REQUIRED WORK >> Make an exact copy of all the data.

::: DATA :::

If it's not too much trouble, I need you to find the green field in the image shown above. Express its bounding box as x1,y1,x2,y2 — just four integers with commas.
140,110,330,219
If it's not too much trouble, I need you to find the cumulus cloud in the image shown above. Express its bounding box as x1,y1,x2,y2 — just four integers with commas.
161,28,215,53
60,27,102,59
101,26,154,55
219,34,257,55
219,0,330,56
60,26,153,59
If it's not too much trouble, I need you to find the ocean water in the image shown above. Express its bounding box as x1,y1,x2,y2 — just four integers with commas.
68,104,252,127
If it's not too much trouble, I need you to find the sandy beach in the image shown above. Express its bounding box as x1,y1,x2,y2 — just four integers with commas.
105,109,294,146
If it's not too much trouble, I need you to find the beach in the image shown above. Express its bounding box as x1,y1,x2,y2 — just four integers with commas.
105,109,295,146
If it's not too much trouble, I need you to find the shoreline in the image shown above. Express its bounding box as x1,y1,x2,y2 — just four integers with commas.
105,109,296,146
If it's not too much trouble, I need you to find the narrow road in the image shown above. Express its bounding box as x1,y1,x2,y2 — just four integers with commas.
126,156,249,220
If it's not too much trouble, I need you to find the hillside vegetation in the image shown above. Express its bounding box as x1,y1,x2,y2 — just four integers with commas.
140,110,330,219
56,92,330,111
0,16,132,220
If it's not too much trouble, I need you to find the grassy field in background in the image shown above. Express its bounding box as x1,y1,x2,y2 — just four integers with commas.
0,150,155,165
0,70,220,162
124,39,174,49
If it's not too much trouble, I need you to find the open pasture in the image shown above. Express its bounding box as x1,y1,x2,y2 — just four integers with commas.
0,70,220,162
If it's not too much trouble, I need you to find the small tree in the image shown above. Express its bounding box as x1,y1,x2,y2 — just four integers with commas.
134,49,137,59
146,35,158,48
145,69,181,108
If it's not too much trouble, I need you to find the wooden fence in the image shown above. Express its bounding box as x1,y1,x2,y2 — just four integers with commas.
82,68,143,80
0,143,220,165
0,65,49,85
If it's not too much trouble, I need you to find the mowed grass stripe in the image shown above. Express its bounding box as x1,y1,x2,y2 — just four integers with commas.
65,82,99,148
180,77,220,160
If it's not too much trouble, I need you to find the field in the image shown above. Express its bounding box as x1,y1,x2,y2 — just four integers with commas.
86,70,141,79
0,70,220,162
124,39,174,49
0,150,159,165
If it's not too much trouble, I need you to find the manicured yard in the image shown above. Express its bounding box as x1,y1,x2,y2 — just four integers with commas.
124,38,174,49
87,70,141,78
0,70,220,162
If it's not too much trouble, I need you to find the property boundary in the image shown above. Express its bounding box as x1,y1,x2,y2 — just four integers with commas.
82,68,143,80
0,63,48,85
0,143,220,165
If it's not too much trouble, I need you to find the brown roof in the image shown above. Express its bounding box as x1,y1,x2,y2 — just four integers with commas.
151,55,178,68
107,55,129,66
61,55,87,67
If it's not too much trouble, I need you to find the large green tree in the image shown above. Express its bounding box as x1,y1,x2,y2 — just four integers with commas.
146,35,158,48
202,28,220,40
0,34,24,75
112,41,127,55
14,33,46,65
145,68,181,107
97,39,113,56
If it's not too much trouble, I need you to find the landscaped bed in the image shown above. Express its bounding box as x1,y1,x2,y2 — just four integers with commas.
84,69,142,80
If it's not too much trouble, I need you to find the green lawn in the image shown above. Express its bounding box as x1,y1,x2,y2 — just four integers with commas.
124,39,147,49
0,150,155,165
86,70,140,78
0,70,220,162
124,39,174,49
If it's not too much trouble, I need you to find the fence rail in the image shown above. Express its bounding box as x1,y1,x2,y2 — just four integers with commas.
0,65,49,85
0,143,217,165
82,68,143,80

:::

THE RESULT >>
If it's not too much trouble, I need you to find the green field in the image shown above. Express its bounding box as x1,y1,x2,y2 — just four integers with commas.
140,110,330,219
If it's not too much trouble, I need you to find the cumulus cloud in the image shown above. Express its bounding box as x1,y1,x2,y2 — just four integers with commas.
161,28,215,53
60,27,102,59
101,26,154,55
219,34,257,55
219,0,330,56
60,26,153,59
If it's not too much trouble, I need you to find the ocean water in the image shown above. Express its bounding box as x1,y1,x2,y2 — just four integers with commas.
68,104,252,127
If it's not too much trouble, I need you to find the sandy beach in the image shown above. Express its bounding box as x1,y1,x2,y2 — just four integers with commas.
105,109,294,146
If it's not too much trouble, I need you to find the beach in the image shown above. Express its bounding box as x1,y1,x2,y2 — just four integers with commas.
105,109,295,146
If it's not too much trouble, I need you to find the shoreline in the image shown above. Express its bounding box as x1,y1,x2,y2 — just four integers with commas.
105,109,296,146
If it's not too much trouble, I need you to find the narrow road in the image shown above. Express its bounding box as x1,y1,x2,y2 — just four integers with commas.
126,156,249,220
If it's not too much trouble, I need you to find the hillside vegetation in the image shown above. Express its bounding box as x1,y1,x2,y2 — just four integers with commas.
140,110,330,219
56,92,330,111
0,16,132,220
If it's not too much trouble, I need you to find the grassy field in background in the image shown above. Express its bounding box as x1,y1,x2,y2 — just four integers with commas.
0,150,155,165
0,70,220,162
124,39,174,49
If it's not too much trouble, I need you to find the open pasture in the image shown above. Express its bounding box as x1,y1,x2,y2 — just four integers with commas.
0,70,220,162
If it's not too much trouble, I need you to find the small tree in the image shown above. Express its bounding box as x1,y1,x2,y2 — just four integers with commas.
134,49,137,59
146,35,158,48
145,69,181,108
If it's not too much trouble, I need you to find the wooden fence in the image shown above. Express its bounding box as x1,y1,x2,y2 — just four integers with commas.
82,68,143,80
0,143,220,165
0,65,49,85
If it's not too much trouble, I need you to find the mowed grass stripe in the image shown above. Express its bounding box as x1,y1,x2,y2 — just four integers with commas.
65,82,99,148
180,77,220,160
If it's not too much trouble, I need you to find the field in the image shown above. Express its bounding box as x1,y1,x2,y2 — just four integers with commas.
86,70,141,79
0,70,220,162
124,39,174,49
0,150,159,165
If it's not too much trouble, I need you to find the manicured yard in the image shown above. Express its bounding box as x1,y1,x2,y2 — just four integers with commas.
124,38,174,49
87,70,141,78
0,70,220,162
If it's not too much trouble, I need you to find the property boundary in the image shown above. Express its bounding box as x1,y1,x2,y2 — just four integers with commas.
82,68,143,80
0,63,48,85
0,143,220,165
If it's not too much trouble, I need you to find the brown roof in the image shown above. Express its bounding box as x1,y1,x2,y2 — just four integers with commas.
151,55,178,68
107,55,129,66
61,55,87,67
If it's not too much trouble, I need you to find the large green tree in the image shown above. Express its bounding box as x1,y1,x2,y2 — just four integers with commas.
146,35,158,48
202,28,220,40
0,34,24,75
112,41,127,55
14,33,46,65
145,68,181,107
97,39,113,56
If it's not too much trouble, I need you to find the landscaped bed in the image shown above. Express its bounding box as x1,y1,x2,y2 — just four integers with commas.
84,69,142,80
If it's not too much trouble, I need you to find the green lawn in the image shown above. Express its bounding box as x1,y1,x2,y2 — just four integers with commas.
124,39,147,49
0,150,155,165
86,70,140,78
0,70,220,162
124,39,174,49
If it's not too much trouble, I need you to find the fence rail in the image shown above. Express its bounding box as x1,y1,x2,y2 — just four integers with commas.
0,65,49,85
0,143,217,165
82,68,143,80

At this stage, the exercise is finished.